_文書の抜粋_.
::::::

建築施工管理技士の資格試験には1級と2級がある!建設現場に必要な国家資格の解説
国土交通省管轄の国家資格、建築施工管理技士は、建設業に欠かせない資格で、主任技術者・監理技術者の要件として認められています。この記事では建築施工管理技士の資格は1級と2級に分かれていること、それぞれの受験に必要な実務経験や合格率などについて紹介します。
建築施工管理技士の資格とは?
建築施工管理技士は建設現場の管理者に必要な国家資格
建築施工管理技士は建設業法第27条の2に基づく国家資格で、国土交通省管轄、一般財団法人建設業振興基金が試験を実施しています。
建設工事にはいくつもの施工過程があり、その施工計画や安全・品質・工程の管理など、建設現場全体の管理を行うのが施工管理技士です。建設業の許可を得るには営業所ごとに専任の技術者を置き、建設工事現場に主任技術者・監理技術者を置かなければいけないのですが、施工管理技士はその技術者の要件に認められています。
また公共工事の入札に参加する建設業者の経営規模を数字化して計測する経営事項審査では1級建築施工管理技士は5点、2級建築施工管理技士は2点として評価されます。
建築施工管理技士資格の1級と2級の違い
建築施工管理技士の資格は1級と2級とに分けられています。1級と2級では担当することができる工事の規模が大きく異なります。
外注総額4000万円以上の建築を行う時は現場に監理技術者を置き、4000万円未満の場合は主任技術者を置くことが建設業法で決まっていますが、監理技術者になれるのは1級建築施工管理技士や1級建築士などだけで、2級建築施工管理技士がなれるのは主任技術者だけです。
さらに2級建築施工管理技士の資格は「建築」「躯体」「仕上げ」の独立した資格に分けられ、すべての分野で資格を得るにはそれぞれの試験に合格しなくてはなりません。1級建築施工管理技士は、一つの試験ですべての分野の業務に携わる資格を得ることができます。
建築施工管理技士の資格の難易度・合格率
建築施工管理技士試験の受験資格
建築施工管理技士試験には受験資格が設けられています。受験資格は実務経験が必要なのですが、必要な実務経験年数は学歴や資格によって異なります。
また、国土交通省令によって定められた学科を卒業していれば必要な実務経験年数は短縮されます。指定されている学科は以下のような学部・学科です。
実務経験年数が短縮できる学部・学科
- 衛生工学科
- 鉱山土木学科
- 造園(学)科
- 電気通信(工)学科
- 農業土木(学)科
- 機械(工学)科
- 砂防学科
- 治山学科
- 都市工学科
- 緑地(学)科
- 建築(学)科
- 森林土木(学)科
- 電気(工学)科
- 土木(工学)科
1級建築施工管理技士試験は、2級試験に合格していることが必須ではないため、受験資格を満たせばいきなり1級試験を受けることも可能です。
1級建築施工管理技士試験に必要な実務経験年数
■大学を卒業、または専門学校で4年間の教育を受け高度専門士の称号を得た人
卒業後4年6カ月以上(指定学科を卒業した場合3年以上)
■短期大学、5年制高等専門学校を卒業、または専門学校を卒業し専門士の称号を得た人
卒業後7年6カ月以上(指定学科を卒業した場合5年以上)

::::::

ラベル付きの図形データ
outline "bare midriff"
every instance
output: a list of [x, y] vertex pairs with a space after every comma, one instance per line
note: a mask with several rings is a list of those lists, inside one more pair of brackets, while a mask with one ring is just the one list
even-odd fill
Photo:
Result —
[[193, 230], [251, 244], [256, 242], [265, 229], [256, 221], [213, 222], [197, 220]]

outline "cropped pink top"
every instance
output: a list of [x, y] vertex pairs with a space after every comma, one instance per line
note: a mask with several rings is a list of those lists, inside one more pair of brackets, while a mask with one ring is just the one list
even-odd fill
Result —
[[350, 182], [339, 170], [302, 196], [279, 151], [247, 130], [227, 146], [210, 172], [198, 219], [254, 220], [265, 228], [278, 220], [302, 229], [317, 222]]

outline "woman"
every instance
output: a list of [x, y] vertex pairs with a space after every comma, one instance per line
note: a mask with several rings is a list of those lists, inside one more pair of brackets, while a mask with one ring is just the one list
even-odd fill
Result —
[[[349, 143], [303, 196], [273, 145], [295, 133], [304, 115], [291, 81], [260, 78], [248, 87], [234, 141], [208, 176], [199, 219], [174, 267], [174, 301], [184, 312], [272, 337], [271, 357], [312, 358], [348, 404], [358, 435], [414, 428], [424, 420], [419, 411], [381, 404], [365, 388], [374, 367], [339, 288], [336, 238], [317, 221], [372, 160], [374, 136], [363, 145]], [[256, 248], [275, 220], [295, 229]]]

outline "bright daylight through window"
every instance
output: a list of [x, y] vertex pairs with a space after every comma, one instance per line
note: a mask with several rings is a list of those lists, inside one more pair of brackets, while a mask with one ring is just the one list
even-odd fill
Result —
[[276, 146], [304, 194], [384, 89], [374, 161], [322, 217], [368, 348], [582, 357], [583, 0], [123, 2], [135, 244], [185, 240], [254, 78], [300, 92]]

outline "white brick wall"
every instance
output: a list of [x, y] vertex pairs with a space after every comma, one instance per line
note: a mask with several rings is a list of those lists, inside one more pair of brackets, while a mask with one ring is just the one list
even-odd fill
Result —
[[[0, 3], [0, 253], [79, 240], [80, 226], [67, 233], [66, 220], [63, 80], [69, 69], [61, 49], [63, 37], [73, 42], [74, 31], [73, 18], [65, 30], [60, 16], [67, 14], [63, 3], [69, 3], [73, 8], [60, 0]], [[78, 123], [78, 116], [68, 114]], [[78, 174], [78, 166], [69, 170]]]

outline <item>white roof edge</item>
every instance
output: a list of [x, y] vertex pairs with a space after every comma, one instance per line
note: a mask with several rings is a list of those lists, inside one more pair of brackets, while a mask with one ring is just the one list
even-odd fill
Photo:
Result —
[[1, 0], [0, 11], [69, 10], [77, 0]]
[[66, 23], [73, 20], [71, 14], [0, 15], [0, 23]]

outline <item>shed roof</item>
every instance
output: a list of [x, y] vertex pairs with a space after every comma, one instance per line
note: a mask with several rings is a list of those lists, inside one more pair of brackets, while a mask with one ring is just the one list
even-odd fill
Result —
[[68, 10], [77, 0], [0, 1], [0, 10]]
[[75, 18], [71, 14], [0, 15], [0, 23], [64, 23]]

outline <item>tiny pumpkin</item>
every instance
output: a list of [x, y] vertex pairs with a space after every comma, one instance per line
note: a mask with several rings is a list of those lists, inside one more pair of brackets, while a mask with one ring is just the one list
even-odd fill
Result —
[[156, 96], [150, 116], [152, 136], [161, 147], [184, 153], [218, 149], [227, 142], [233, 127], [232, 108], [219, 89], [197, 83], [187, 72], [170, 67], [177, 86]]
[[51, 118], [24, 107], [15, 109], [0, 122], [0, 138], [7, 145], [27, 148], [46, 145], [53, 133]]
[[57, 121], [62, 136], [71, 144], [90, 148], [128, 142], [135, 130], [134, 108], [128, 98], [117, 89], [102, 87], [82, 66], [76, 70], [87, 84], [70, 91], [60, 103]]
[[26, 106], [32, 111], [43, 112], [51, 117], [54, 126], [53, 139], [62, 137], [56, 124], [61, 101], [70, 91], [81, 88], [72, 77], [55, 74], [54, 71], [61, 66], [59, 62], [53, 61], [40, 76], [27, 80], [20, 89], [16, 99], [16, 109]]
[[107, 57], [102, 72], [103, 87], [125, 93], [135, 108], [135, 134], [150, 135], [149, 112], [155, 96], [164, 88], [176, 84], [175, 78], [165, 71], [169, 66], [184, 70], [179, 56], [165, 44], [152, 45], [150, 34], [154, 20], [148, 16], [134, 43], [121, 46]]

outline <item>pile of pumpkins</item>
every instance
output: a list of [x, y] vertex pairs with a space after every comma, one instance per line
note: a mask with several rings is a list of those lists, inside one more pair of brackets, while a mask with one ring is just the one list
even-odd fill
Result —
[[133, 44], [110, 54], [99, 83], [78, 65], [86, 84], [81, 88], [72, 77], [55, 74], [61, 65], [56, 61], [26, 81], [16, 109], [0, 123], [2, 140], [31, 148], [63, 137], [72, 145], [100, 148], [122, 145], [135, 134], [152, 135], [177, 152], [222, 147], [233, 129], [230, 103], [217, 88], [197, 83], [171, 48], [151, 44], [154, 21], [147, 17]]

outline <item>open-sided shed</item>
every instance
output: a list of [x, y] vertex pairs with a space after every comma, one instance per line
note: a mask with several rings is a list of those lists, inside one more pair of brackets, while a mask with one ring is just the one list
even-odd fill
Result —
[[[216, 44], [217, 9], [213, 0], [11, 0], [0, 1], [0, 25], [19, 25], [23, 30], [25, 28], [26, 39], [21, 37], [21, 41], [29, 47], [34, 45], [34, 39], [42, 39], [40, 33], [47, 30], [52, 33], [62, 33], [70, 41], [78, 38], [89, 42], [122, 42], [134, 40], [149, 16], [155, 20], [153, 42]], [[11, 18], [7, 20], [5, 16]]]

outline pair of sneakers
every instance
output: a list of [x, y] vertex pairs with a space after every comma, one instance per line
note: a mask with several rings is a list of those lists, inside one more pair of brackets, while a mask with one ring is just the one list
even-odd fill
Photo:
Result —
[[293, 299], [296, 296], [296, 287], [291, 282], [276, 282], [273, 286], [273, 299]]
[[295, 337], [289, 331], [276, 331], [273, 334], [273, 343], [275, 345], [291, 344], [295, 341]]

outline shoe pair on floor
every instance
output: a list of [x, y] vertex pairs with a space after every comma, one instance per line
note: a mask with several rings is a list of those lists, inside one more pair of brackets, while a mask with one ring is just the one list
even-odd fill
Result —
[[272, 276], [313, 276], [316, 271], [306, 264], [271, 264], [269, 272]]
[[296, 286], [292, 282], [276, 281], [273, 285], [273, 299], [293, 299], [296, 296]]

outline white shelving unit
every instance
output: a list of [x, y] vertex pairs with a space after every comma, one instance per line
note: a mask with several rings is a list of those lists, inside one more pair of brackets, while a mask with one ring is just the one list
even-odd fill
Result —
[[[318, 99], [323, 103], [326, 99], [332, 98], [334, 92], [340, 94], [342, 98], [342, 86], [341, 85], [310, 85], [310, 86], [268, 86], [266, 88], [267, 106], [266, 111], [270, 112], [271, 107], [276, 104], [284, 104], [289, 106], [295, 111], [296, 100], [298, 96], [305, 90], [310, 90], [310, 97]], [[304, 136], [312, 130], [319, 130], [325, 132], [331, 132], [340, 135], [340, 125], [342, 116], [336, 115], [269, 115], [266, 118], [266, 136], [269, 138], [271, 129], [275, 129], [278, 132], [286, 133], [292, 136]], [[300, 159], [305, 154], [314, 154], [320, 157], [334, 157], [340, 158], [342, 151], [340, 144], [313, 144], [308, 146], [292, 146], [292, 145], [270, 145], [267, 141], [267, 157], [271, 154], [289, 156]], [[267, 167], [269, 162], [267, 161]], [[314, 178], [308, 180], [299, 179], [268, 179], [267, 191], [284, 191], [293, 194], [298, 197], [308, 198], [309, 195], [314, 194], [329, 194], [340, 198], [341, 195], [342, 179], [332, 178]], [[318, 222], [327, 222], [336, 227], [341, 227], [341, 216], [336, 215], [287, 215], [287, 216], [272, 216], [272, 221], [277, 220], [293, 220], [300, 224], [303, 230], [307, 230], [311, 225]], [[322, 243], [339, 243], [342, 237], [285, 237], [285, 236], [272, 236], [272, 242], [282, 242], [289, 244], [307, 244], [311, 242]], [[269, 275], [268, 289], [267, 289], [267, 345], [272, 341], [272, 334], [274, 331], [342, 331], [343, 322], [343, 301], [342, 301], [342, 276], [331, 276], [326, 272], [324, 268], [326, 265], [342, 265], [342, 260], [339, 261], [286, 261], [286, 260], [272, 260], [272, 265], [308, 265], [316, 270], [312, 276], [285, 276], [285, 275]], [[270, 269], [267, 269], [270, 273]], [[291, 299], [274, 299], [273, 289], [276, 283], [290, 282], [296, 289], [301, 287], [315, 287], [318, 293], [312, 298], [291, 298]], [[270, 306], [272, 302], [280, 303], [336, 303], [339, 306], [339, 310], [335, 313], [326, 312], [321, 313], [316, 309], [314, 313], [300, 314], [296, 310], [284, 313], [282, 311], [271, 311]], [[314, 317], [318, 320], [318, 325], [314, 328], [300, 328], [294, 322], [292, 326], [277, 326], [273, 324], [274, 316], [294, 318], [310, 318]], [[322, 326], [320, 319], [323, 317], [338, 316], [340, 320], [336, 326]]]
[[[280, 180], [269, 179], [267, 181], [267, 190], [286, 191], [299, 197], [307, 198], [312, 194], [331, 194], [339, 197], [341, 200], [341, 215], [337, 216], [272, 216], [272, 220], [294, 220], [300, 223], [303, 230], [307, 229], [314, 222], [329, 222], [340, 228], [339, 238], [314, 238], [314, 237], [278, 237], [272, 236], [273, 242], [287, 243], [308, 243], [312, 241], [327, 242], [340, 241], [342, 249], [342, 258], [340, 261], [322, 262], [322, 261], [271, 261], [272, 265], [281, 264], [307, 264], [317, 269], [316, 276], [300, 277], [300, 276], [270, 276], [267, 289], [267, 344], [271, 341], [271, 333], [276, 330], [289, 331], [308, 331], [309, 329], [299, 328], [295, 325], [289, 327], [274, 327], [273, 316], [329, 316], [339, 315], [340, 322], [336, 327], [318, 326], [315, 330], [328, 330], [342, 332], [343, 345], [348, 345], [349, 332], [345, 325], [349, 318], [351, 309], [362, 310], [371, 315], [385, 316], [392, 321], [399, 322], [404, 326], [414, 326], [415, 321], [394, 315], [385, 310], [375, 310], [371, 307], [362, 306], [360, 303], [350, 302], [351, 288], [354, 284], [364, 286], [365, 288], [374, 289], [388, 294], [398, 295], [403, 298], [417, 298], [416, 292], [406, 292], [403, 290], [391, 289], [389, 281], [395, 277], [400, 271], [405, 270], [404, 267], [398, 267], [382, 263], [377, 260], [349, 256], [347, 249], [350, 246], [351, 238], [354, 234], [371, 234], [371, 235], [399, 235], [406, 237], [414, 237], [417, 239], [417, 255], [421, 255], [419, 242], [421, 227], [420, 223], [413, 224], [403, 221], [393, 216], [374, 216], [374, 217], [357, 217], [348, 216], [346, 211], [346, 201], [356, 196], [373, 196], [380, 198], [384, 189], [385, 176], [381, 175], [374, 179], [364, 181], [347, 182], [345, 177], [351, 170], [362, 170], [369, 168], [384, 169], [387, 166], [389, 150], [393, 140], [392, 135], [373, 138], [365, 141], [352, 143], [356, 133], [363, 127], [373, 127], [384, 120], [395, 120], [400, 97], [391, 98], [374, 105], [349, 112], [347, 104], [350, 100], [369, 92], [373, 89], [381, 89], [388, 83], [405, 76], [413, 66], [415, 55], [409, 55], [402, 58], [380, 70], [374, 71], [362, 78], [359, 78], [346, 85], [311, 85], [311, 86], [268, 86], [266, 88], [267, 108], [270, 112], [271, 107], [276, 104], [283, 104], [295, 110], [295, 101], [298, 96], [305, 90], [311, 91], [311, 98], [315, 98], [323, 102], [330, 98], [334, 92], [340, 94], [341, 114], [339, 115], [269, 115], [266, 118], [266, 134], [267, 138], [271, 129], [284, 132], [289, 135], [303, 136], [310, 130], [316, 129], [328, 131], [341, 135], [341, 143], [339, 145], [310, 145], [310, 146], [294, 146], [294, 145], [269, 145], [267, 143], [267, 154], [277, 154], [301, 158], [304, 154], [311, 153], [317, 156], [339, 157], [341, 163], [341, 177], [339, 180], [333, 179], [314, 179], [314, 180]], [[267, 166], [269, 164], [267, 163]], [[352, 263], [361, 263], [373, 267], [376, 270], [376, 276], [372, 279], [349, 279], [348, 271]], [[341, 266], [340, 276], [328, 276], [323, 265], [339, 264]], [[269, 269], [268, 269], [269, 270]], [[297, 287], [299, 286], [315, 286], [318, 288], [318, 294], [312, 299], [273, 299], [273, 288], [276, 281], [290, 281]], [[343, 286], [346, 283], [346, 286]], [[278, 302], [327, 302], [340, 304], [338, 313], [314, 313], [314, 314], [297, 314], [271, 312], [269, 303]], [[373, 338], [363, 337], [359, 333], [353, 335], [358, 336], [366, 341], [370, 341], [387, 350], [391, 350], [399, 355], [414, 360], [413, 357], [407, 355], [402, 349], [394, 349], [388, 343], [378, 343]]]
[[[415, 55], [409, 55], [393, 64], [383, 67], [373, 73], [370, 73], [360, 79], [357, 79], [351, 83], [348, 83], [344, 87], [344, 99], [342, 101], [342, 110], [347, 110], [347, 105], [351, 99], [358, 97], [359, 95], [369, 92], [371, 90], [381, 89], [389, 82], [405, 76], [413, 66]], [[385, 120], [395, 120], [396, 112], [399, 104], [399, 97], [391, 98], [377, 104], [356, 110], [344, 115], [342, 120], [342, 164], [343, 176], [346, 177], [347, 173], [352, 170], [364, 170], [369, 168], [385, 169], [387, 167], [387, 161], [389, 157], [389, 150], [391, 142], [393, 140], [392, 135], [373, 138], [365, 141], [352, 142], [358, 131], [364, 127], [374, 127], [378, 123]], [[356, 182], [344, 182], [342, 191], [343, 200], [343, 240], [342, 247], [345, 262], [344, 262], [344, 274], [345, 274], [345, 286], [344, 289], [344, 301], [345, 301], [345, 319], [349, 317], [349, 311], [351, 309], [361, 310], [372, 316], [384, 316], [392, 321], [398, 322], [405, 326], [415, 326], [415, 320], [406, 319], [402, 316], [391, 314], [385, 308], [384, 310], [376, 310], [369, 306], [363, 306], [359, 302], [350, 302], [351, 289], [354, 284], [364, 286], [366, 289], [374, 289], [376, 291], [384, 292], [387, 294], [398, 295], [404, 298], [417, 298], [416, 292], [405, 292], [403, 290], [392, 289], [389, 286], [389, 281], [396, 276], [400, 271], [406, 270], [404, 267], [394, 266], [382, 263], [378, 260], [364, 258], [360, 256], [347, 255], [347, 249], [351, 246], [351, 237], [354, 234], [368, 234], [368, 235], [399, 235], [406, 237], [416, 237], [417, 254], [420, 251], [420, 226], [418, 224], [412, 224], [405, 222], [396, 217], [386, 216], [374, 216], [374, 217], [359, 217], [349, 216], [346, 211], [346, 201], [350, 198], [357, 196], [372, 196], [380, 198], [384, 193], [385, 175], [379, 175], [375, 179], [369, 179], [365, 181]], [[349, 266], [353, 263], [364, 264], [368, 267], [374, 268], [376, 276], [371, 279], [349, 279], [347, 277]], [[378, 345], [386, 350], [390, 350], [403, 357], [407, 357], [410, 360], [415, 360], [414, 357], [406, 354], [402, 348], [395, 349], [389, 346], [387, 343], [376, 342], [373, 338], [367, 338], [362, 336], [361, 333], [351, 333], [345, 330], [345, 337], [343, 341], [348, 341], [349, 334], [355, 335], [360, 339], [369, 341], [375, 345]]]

::::::

_実施する作業_. 建築施工管理技士の解説に基づき、経営事項審査で1級建築施工管理技士が何点として評価されるかを答えてください。 これらのエントリは、建築施工管理技士の解説とは別の資料です。

_問題の解答_. 5点として評価されます。